[Stored data]

= = = = = = =

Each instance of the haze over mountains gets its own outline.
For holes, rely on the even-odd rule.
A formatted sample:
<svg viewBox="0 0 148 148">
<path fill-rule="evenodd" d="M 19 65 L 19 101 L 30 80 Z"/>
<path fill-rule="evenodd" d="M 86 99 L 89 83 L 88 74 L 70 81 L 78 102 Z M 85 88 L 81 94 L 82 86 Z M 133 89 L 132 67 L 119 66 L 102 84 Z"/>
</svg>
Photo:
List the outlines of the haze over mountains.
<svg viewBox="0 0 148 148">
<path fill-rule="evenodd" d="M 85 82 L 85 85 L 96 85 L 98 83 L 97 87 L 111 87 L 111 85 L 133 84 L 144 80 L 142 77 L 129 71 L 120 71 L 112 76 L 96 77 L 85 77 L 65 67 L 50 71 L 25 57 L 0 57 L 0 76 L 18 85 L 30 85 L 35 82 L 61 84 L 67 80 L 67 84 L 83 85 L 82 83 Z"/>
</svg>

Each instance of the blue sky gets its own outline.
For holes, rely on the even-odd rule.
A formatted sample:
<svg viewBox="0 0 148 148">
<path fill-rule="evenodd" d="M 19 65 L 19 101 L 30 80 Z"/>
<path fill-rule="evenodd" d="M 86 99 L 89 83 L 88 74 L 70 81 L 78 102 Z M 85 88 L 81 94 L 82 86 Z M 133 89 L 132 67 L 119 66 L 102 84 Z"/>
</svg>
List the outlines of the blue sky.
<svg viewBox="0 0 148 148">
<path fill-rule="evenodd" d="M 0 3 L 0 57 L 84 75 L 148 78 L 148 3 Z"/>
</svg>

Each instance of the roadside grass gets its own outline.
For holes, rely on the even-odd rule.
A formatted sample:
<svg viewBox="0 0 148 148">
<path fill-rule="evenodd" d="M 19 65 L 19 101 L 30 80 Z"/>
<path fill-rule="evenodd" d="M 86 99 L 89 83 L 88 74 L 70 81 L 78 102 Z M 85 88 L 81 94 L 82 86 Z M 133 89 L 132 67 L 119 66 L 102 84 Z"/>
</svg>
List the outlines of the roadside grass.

= = = = = = =

● TASK BRIEF: Repeat the data word for word, leaving out no line.

● EXERCISE RESULT:
Each instance of the haze over mountains gets its own outline.
For holes, rely on the even-odd rule.
A formatted sample:
<svg viewBox="0 0 148 148">
<path fill-rule="evenodd" d="M 19 65 L 19 101 L 30 80 Z"/>
<path fill-rule="evenodd" d="M 86 99 L 89 83 L 88 74 L 70 81 L 78 102 Z M 85 88 L 81 94 L 82 86 Z M 133 89 L 132 67 L 119 66 L 102 84 Z"/>
</svg>
Photo:
List the outlines of the haze over mountains.
<svg viewBox="0 0 148 148">
<path fill-rule="evenodd" d="M 85 82 L 85 85 L 96 85 L 98 83 L 97 87 L 111 87 L 111 85 L 133 84 L 144 80 L 142 77 L 129 71 L 120 71 L 112 76 L 96 77 L 85 77 L 65 67 L 50 71 L 25 57 L 0 57 L 0 76 L 18 85 L 30 85 L 35 82 L 61 84 L 67 80 L 67 84 L 83 85 L 82 83 Z"/>
</svg>

Each instance of the blue sky gets its own outline.
For holes, rely on the even-odd rule.
A formatted sample:
<svg viewBox="0 0 148 148">
<path fill-rule="evenodd" d="M 19 65 L 19 101 L 30 80 Z"/>
<path fill-rule="evenodd" d="M 86 99 L 89 83 L 88 74 L 70 81 L 78 102 Z M 85 88 L 81 94 L 82 86 Z M 133 89 L 132 67 L 119 66 L 102 84 Z"/>
</svg>
List the outlines of the blue sky.
<svg viewBox="0 0 148 148">
<path fill-rule="evenodd" d="M 0 3 L 0 57 L 84 75 L 148 78 L 148 3 Z"/>
</svg>

Each instance of the roadside grass gets its own outline.
For holes, rely on the even-odd rule.
A formatted sample:
<svg viewBox="0 0 148 148">
<path fill-rule="evenodd" d="M 19 65 L 19 101 L 30 80 Z"/>
<path fill-rule="evenodd" d="M 86 99 L 89 83 L 88 74 L 70 81 L 78 102 Z M 85 88 L 81 94 L 82 86 Z M 133 89 L 132 67 L 119 66 L 102 84 Z"/>
</svg>
List the outlines of the roadside grass.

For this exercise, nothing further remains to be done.